How many lines below contain the string "dark"? Reply with the number alone.

>> BEGIN Dataset rows

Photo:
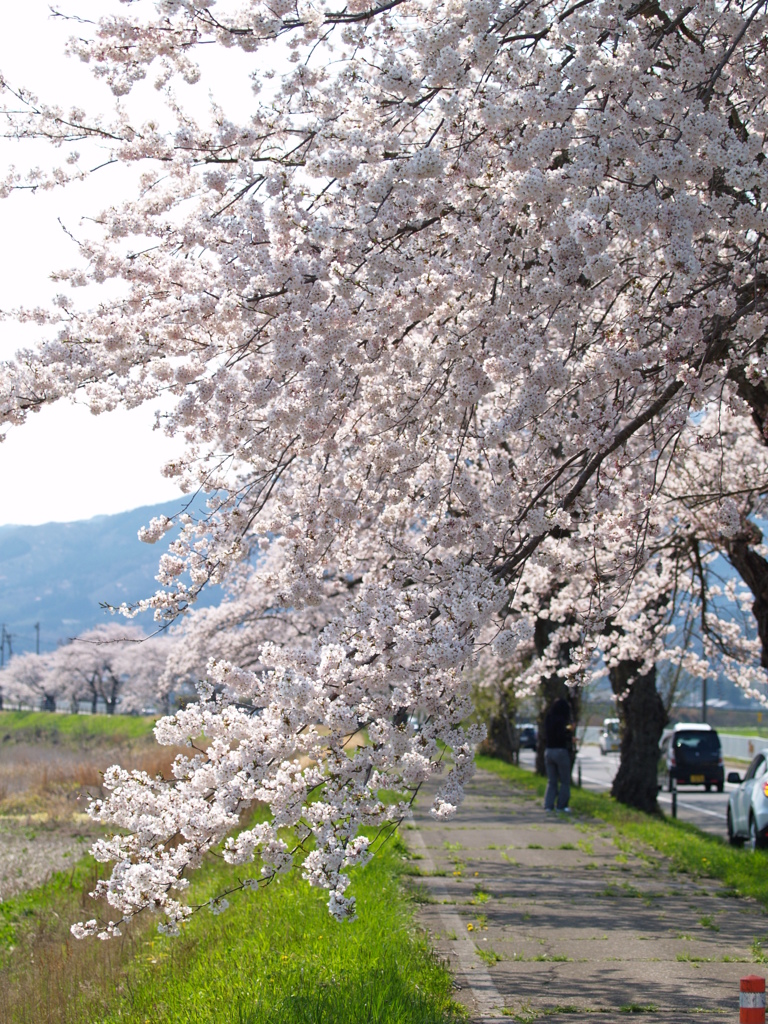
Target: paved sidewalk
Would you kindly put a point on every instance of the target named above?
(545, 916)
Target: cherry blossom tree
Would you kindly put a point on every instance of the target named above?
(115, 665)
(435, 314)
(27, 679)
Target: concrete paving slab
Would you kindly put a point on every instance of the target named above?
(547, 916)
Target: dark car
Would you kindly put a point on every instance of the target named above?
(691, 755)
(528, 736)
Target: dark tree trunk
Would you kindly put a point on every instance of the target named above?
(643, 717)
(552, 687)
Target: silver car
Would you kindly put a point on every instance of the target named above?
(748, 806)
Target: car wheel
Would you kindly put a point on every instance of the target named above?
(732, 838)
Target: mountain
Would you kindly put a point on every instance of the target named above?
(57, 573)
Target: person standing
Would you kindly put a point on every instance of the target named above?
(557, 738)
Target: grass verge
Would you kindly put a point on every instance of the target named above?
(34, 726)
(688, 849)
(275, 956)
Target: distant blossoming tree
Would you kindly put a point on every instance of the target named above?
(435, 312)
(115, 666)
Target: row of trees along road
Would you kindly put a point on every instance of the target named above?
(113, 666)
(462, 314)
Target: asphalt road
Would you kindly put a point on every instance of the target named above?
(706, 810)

>> END Dataset rows
>> BEGIN Dataset rows

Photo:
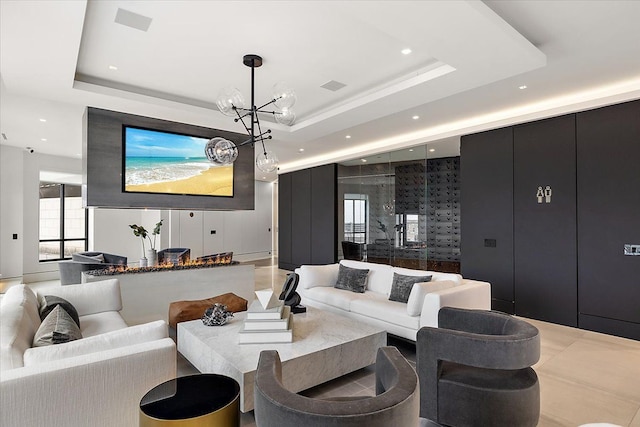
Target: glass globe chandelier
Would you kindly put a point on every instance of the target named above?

>> END Dataset rows

**Solution for this exercise:** 2